Curtis can, and does, perform on street corners as well as in formal readings. For years he has been the voice of KBOO Radio’s “Talking Earth” program on Thursday nights, and is the instigator of the Wednesday night open-mike poetry readings that have come to roost at The Satyricon in Northwest Portland.
The main thing about Curtis is that he is not boring. In this dry, shriveled era of Respectable American Poetry, going to a reading tends to be like entering a temple during the more awesome portions of the ceremony. Poets too often moon out at us as though their pages held some ineluctable holy of holies, but usually end by delivering little more than lacquered bagels: questionable as art and useless as food.
For the last decade and more it has been part of the fun of a Walt Curtis reading for listeners to smile knowingly at each other and say, “Some of his stuff is so fantastically good and some of it is such incredible trash. And Walt doesn’t know which is which (implying that the listeners, of course, do know). What he really needs is an editor!” Having played this game myself, I can affirm that, though a dozen listeners might concur on Curtis’ uneven quality, no two can agree on which of his works are bilge and which are pearls from heaven. “I write so much,” says Walt. “I get absorbed in so many subjects. I’m curious about so many things. And what one audience hates can knock the socks off another audience.”
An editor has finally stepped forward, a general to conduct the final stages of the Curtis campaign. A poet himself and the founder of Lynx House Press, Chris Howell has assembled a playful Curtis in fine form. Rhymes for Alice Blue Light is made up of a homey surrealism so comfortable that we forget to be alarmed at the prickly or scandalous moments. These poems are the short, mercurial flights of a prehensile imagination. The voice changes a dozen times and ranges from a penny whistle to a howitzer, but remains accessible, excluding no one. If the ravenous political rages, the narrative raunches, and the mind-blasting love poems are absent from this collection, we are still treated to pure Curtis-in-love-with-life: passionate about his umbrella sweetheart, seduced by a spring tree, giddy over lost glasses, swept into the mind of a trout, caught up by a pet spider as large as a “curly-haired terrier.”

Records from a data collection
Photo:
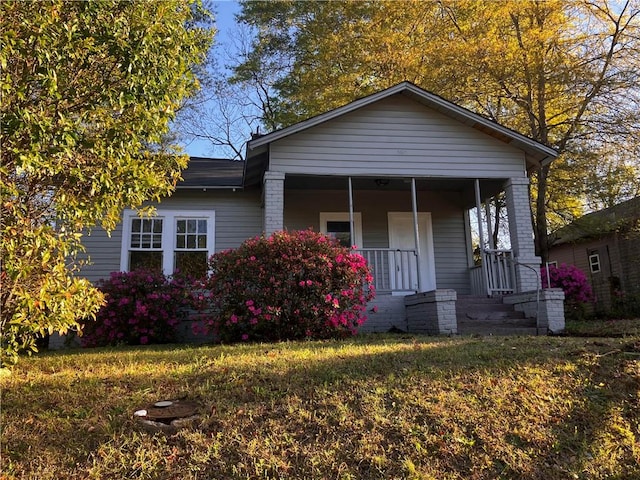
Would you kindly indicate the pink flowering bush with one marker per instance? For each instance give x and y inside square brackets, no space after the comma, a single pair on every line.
[291,285]
[141,307]
[572,281]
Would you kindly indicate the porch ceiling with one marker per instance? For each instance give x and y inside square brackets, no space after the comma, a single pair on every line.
[463,186]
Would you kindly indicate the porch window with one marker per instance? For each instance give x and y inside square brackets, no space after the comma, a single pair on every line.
[145,250]
[169,242]
[340,231]
[191,246]
[336,224]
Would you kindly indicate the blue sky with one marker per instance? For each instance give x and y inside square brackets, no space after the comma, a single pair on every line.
[224,14]
[224,11]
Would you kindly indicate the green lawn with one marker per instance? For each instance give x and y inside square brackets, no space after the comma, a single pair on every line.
[373,407]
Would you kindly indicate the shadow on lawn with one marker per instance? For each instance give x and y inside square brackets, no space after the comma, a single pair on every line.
[222,379]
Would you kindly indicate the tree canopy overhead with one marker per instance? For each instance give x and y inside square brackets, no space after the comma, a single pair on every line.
[564,72]
[88,91]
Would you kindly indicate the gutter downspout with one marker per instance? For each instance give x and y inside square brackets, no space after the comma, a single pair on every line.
[351,224]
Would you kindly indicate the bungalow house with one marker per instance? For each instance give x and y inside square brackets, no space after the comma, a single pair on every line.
[395,174]
[606,246]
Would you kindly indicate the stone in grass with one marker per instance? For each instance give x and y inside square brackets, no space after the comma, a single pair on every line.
[168,416]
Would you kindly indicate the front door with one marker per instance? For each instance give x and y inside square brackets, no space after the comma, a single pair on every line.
[401,236]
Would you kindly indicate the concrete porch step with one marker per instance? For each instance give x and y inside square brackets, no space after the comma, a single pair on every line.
[489,316]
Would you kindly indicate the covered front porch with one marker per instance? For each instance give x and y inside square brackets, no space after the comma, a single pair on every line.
[417,235]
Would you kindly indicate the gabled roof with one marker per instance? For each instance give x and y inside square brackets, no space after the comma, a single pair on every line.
[536,152]
[212,173]
[599,223]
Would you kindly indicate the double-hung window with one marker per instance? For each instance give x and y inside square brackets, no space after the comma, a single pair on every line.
[171,241]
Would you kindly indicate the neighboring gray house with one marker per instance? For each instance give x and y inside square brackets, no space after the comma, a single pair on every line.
[368,172]
[606,246]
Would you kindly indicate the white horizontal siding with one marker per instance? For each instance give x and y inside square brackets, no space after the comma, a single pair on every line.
[238,216]
[396,137]
[302,210]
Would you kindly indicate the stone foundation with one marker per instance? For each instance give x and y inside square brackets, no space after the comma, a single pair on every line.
[433,313]
[547,309]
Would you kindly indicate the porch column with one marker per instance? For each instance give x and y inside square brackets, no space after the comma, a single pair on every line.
[416,230]
[527,265]
[273,192]
[483,258]
[352,229]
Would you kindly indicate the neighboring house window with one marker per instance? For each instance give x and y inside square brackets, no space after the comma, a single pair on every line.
[171,241]
[336,224]
[594,262]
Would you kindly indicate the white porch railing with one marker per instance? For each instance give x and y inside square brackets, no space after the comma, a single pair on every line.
[500,274]
[393,270]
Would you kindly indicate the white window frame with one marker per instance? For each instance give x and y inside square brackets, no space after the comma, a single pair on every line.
[343,217]
[169,228]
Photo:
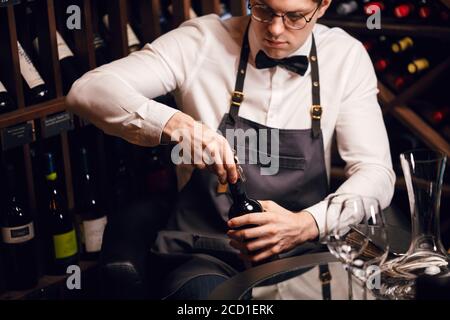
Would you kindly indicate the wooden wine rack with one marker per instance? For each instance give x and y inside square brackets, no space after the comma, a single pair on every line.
[52,17]
[84,51]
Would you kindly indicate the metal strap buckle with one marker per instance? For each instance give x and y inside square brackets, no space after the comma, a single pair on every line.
[237,98]
[325,277]
[316,112]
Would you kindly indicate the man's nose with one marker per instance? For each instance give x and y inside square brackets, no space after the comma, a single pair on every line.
[276,26]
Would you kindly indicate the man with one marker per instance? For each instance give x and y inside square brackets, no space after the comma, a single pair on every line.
[283,73]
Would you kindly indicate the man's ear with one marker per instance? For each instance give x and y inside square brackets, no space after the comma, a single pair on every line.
[323,8]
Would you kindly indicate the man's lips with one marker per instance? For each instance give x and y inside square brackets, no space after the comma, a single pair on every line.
[275,42]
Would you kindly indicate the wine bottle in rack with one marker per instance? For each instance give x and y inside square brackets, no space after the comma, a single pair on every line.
[346,8]
[91,216]
[64,251]
[101,50]
[6,102]
[70,70]
[369,6]
[425,9]
[35,88]
[404,10]
[402,45]
[133,42]
[18,236]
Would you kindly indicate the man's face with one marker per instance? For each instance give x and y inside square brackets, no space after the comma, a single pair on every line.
[274,38]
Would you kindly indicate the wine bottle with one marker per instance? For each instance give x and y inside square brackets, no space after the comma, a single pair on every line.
[402,45]
[19,244]
[101,50]
[368,5]
[70,70]
[91,215]
[6,102]
[133,42]
[69,66]
[346,8]
[62,231]
[424,10]
[242,204]
[418,65]
[404,10]
[225,11]
[35,87]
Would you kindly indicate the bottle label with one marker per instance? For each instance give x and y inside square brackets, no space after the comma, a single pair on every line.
[29,72]
[63,49]
[132,38]
[18,234]
[65,244]
[402,45]
[418,65]
[2,87]
[93,233]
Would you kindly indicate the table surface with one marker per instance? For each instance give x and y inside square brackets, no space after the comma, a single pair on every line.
[303,273]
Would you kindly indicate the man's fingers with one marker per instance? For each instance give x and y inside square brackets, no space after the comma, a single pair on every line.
[251,218]
[264,254]
[250,233]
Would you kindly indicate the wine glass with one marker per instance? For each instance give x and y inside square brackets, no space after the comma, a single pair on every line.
[369,263]
[345,212]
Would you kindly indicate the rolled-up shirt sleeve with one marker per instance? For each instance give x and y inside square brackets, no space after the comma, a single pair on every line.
[362,141]
[117,97]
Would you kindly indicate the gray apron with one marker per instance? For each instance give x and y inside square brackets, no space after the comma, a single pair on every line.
[195,242]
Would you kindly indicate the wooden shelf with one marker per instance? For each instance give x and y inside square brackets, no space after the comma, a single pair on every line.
[411,120]
[446,2]
[338,173]
[389,28]
[46,281]
[32,112]
[420,86]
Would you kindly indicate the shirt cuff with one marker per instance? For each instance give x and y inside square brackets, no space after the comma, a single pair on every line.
[155,116]
[318,211]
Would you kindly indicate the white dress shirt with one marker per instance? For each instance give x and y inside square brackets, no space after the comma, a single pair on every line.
[199,61]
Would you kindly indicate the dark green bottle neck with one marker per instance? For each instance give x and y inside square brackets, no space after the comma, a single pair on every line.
[238,191]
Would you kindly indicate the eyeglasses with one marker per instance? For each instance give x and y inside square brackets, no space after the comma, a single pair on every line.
[292,20]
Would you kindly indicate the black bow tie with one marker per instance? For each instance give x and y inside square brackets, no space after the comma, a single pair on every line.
[297,64]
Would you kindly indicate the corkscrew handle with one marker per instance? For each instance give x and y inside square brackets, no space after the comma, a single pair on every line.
[239,168]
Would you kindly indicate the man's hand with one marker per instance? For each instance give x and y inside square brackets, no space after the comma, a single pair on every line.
[278,230]
[207,148]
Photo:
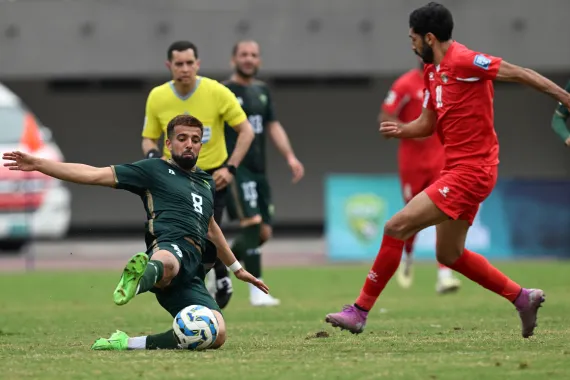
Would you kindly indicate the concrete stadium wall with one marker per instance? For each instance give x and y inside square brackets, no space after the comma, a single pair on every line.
[42,38]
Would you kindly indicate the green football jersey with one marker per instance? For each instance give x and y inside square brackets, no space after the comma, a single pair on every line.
[255,100]
[178,203]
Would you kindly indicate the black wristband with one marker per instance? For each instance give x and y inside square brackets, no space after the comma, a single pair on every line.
[153,153]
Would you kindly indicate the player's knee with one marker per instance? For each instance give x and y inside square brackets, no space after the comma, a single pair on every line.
[447,254]
[221,337]
[170,264]
[398,226]
[266,233]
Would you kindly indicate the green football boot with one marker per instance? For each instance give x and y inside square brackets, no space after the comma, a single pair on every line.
[118,341]
[130,278]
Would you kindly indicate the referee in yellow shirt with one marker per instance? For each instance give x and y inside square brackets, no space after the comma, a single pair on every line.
[213,104]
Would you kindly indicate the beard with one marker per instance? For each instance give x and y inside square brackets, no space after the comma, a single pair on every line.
[185,163]
[426,54]
[243,74]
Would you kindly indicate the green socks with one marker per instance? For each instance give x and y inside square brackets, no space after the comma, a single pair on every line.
[164,341]
[246,249]
[152,274]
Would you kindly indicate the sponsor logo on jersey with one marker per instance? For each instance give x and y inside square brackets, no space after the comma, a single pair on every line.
[482,61]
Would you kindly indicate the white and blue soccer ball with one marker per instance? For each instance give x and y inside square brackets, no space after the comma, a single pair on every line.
[195,327]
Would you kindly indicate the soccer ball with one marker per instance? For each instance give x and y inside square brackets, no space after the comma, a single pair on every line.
[195,327]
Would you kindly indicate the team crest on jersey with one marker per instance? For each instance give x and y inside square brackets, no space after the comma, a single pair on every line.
[482,61]
[365,214]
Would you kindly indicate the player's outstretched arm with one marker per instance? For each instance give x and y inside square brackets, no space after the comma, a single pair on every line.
[509,72]
[558,124]
[77,173]
[421,127]
[228,258]
[281,141]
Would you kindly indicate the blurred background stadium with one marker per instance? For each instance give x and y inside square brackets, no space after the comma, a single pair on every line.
[84,69]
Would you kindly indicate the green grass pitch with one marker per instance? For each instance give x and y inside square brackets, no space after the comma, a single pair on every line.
[49,320]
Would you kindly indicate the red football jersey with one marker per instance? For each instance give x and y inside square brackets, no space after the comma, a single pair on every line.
[460,90]
[405,100]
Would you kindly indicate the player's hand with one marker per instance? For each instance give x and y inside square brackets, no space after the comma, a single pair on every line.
[297,169]
[222,178]
[245,276]
[390,129]
[20,161]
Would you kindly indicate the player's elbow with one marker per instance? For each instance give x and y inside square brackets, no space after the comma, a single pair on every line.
[246,130]
[101,177]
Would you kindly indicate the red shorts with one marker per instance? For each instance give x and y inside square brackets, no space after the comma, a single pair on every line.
[414,182]
[460,190]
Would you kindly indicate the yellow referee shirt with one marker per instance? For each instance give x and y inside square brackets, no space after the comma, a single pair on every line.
[210,102]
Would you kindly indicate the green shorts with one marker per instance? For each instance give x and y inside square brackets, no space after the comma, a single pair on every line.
[188,287]
[249,195]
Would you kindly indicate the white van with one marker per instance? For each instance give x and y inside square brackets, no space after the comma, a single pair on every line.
[32,205]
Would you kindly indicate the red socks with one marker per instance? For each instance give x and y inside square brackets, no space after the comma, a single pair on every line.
[478,269]
[383,269]
[409,245]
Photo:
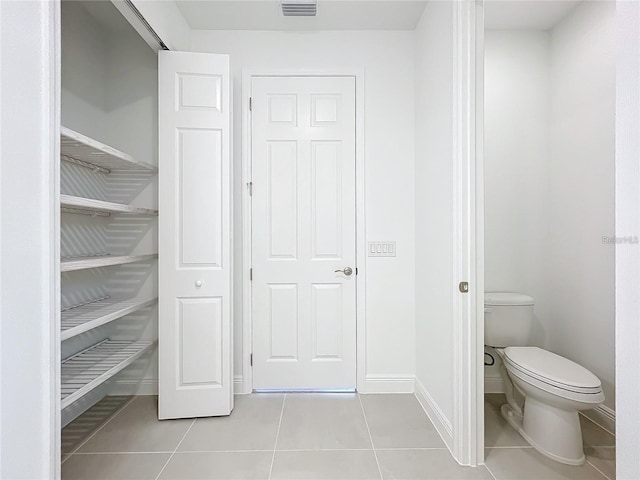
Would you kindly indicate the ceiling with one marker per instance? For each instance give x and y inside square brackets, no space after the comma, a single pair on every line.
[332,15]
[526,14]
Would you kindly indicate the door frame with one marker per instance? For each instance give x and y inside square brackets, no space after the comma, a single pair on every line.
[468,210]
[244,384]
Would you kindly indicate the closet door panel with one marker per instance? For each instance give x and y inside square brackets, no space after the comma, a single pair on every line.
[195,378]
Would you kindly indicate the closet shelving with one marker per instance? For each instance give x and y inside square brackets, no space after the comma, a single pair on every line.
[87,152]
[70,264]
[90,205]
[88,369]
[81,318]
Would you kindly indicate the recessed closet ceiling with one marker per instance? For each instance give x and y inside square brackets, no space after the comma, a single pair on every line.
[526,14]
[332,15]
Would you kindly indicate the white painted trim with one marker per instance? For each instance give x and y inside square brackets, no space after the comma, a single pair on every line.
[247,331]
[238,385]
[603,416]
[627,222]
[30,355]
[468,262]
[435,414]
[493,385]
[389,383]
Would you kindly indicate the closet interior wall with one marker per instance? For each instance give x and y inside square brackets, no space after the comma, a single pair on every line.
[109,93]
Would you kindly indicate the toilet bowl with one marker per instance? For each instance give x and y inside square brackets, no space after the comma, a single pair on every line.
[554,388]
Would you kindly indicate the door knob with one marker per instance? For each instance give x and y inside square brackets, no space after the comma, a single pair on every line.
[347,271]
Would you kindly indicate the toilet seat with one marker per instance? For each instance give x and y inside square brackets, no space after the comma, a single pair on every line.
[552,372]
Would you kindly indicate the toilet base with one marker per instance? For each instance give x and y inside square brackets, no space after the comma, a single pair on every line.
[553,432]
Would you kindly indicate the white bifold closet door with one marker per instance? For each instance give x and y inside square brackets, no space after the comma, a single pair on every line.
[195,349]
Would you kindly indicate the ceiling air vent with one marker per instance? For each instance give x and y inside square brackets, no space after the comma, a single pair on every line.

**Questions on the material**
1 – Answer from the review of Walt Curtis:
(a) Which KBOO Radio program does Curtis voice?
(b) Who founded Lynx House Press?
(c) What is the title of the collection this editor assembled?
2 – Please explain, in one to three sentences, how Curtis himself accounts in the review of Walt Curtis for the uneven quality listeners find in his work.
3 – Carry on the review of Walt Curtis, starting right after its final sentence.
None of the records are needed here.

**Expected responses**
1 –
(a) "Talking Earth," on Thursday nights.
(b) Chris Howell.
(c) Rhymes for Alice Blue Light.

2 – Curtis says he writes a great deal, gets absorbed in many subjects and is curious about many things. He adds that what one audience hates can knock the socks off another audience.

3 –
“Walt has the ability,” says Mowell, “to be candid without being serious. It sounds simple but it’s very hard to do. And he has this tremendous innocence that allows him to make bald, almost sappy affirmations that work for him and for us.”
Before you send this book off to Aunt Madge in Missoula, read it carefully. This is Walt Curtis, after all, and not a likely candidate for PG ratings. But Pinky will like it, for sure.
“Angel Pussy”
For Pinky, my alcoholic landlady
who was a skinny bag of bones
at Porter Street House,
who used to lie in wait, ambush at 6 A.M.
for the speed freaks
who use the dirty old john to shoot up in,
with a pistol in the pocket of her faded dress,
one-day murmured to the beautiful
blonde-haired hippie Orville
" . . . . my little angel pussy.”
Beyond the d.t.’s and the stars.
This poem is for her
and her yipping dog Sandy
which she loved more than any other of God’s creatures.
She used to slur drunkenly
“I’ll shoot anyone hurts little Sandy,
my little angel pussy. Yes, I will!”
Curtis’ long, crooning, bellowing, tantrum-throwing siege outside the walls of respectability has ended in a laughing volume with a mild face and a hidden reservoir of bite. It may not breach the walls entirely but, he laughs, “It will ruffle a few pubic hairs on the way.”